* [Page excerpt]:
"""
COVID-19
San Francisco devastated by 3x more drug deaths than COVID deaths in 2020
The United States has undoubtedly suffered unprecedented hardship and loss over the last year as the coronavirus ravaged its way through the country.
The United States has undoubtedly suffered unprecedented hardship and loss over the last year as the coronavirus ravaged its way through the country.
But, in San Francisco, one thing caused more death than the pandemic: drug overdose.
Nearly three times as many people died from drug overdose than from the coronavirus in 2020, highlighting the city’s overwhelming drug epidemic fueled by fentanyl, according to the SF Gate.
Specifically, that’s a whopping 699 people that died from drug overdose compared to 235 people that died from COVID, according to a new report from the Office of the Chief Medical Examiner.
Americans have been told time and time again to stay home and isolate, especially in California, which ultimately helped fuel the problem. Kristen Marshall, project manager for the city-funded Drug Overdose Prevention and Education Project, said the pandemic was behind the rise in overdose deaths.
“The one golden rule of overuse prevention is to try to not use alone, and the shelter-in-place order said to keep yourself safe, you need to isolate,” Marshall told the SF Gate.
“That’s just the opposite. People at high risk went into isolation and that heightened the risk. The chaos put people at higher risk. The worst months were in the dead of summer when it was most chaotic for this community.”
Of the 2020 overdose fatalities reported by the city, 26 percent occurred in the Tenderloin, a neighborhood with high drug-dealing numbers. The Inner Mission saw the second highest number of overdose deaths, coming in at 16 percent of the fatalities, according to the medical examiner’s report.
"""
* [Task instructions]:
[A] In the article on San Francisco's 2020 drug deaths, how many people in the city died from drug overdose that year?
[B] Copy out the passage of the San Francisco overdose article from "Americans have been" to "in overdose deaths.".
[C] Continue the article about San Francisco's 2020 overdose deaths, starting after its final sentence.

* [Dataset]:
"""
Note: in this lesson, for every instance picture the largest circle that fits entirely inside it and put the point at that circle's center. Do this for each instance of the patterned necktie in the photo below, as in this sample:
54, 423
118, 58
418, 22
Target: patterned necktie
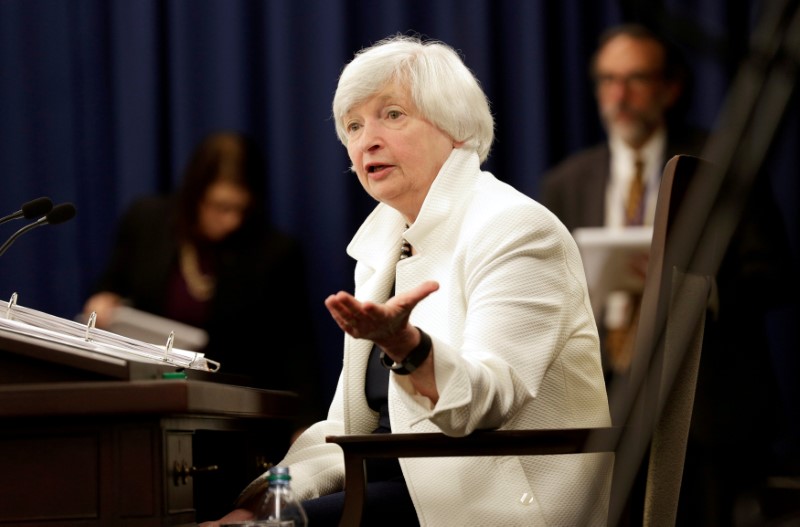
"""
* [Results of the tasks]:
[A] 699 people.

[B]
Americans have been told time and time again to stay home and isolate, especially in California, which ultimately helped fuel the problem. Kristen Marshall, project manager for the city-funded Drug Overdose Prevention and Education Project, said the pandemic was behind the rise in overdose deaths.

[C]
“The volume of these types of deaths has increased – particularly in 2020 – over the last couple of years,” Dr. Luke Rodda, the office’s chief toxicologist, said in an interview with KTVU. “Every single one is someone’s loved one.”
This rings true nationally as well.
Over 81,000 drug overdose deaths occurred in the United States in the 12 months ending in May 2020, the highest number of overdose deaths ever recorded in one year period, according to the CDC.
While overdose deaths were already increasing in the months before the pandemic hit, the latest numbers show a spike in overdose deaths during the pandemic.
“The disruption to daily life due to the COVID-19 pandemic has hit those with substance use disorder hard,” said CDC Director Robert Redfield, M.D. “As we continue the fight to end this pandemic, it’s important to not lose sight of different groups being affected in other ways. We need to take care of people suffering from unintended consequences.”
Indeed, as demonstrated by the numbers in San Francisco, the extremely strict lockdown measures in big democrat-run cities do more to hurt than they do to help.